| What this task involves |
Update the records below from the line containing "Task: Where can the red" through the line containing "x=458, y=340" by replacing "red lanyard" with "blue lanyard" and leaving everything else unchanged, and omit the pictures from your answer.

##### Provided information

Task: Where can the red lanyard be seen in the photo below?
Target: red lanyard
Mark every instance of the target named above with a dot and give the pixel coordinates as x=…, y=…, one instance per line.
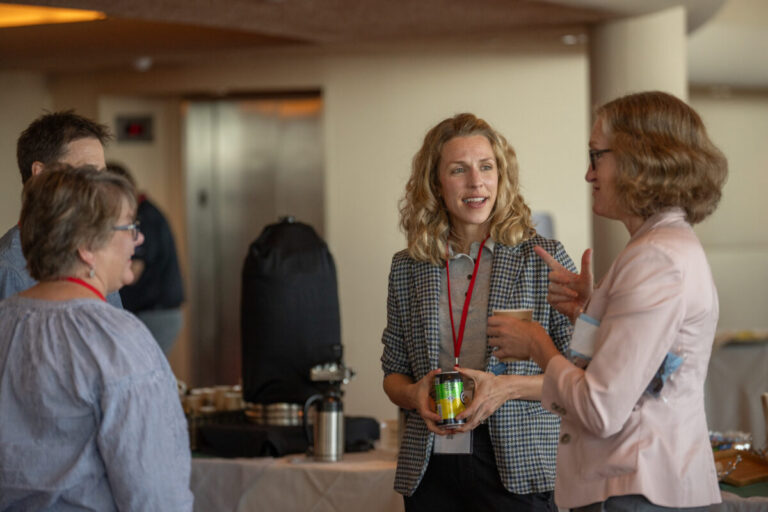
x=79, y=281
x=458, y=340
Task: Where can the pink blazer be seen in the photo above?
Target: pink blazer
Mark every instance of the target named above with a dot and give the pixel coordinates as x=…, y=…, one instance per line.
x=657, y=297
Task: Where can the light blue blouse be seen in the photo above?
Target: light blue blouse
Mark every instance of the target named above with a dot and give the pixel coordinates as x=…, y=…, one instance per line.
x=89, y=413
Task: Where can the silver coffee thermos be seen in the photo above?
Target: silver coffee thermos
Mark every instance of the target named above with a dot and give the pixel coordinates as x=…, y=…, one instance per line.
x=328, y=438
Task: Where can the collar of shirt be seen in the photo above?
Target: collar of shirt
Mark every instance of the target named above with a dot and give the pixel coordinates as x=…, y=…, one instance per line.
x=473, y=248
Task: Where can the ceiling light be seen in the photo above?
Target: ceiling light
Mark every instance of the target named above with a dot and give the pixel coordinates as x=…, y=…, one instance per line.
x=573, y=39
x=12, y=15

##########
##### Provided information

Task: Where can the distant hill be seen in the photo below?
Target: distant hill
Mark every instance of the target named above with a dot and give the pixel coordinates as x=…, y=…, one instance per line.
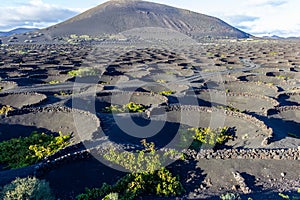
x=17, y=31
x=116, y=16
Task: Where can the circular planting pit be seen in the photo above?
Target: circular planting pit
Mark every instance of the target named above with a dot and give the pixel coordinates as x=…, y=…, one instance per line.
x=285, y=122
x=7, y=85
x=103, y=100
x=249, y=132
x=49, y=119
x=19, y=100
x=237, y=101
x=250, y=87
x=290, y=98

##########

| Response to this task |
Task: Where can the blue lanyard be seen in the photo below?
Target: blue lanyard
Mark every instance of the target named above with a dot and give the pixel coordinates as x=…, y=…, one instance per line.
x=79, y=281
x=458, y=340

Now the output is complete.